▶ EXERCISE: Extract the lines below verbatim, omitting any pictures from your reproduction.

▶ DATA TO PROCESS:
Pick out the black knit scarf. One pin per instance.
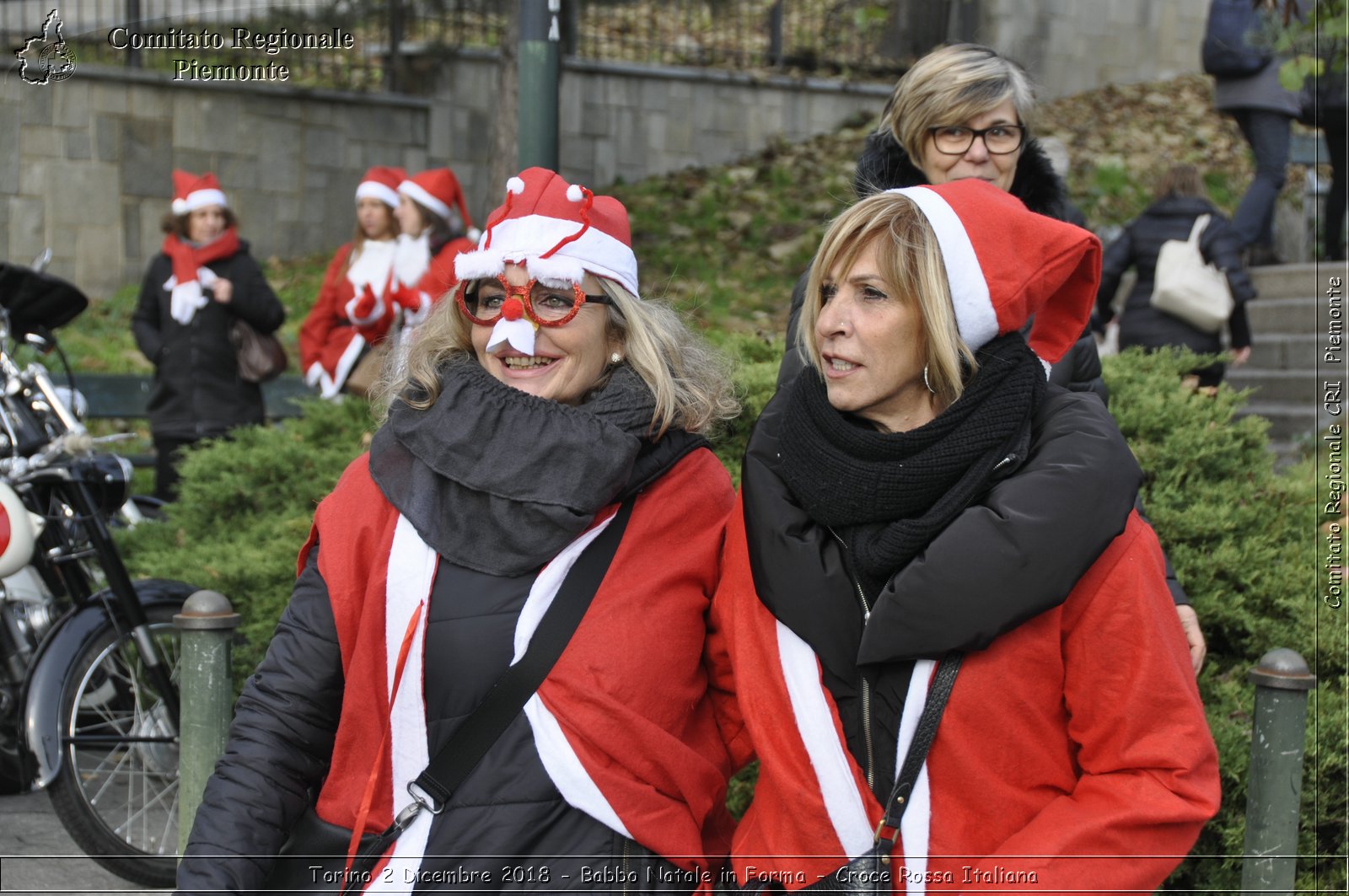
(888, 494)
(499, 480)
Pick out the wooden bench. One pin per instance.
(126, 395)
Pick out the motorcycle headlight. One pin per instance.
(107, 478)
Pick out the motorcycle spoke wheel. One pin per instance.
(118, 788)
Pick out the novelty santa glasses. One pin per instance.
(489, 300)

▶ THE OUTPUT:
Pick out the black knit scarf. One pin per instance.
(888, 494)
(499, 480)
Pick out the wooden bench. One pin per instance.
(126, 395)
Pick out the motorcycle headlight. One pin per instance.
(107, 478)
Pick out the motorcycle spoke wheel. One pin per instance.
(118, 788)
Pick out the novelty santa glasses. One pin per instance.
(489, 300)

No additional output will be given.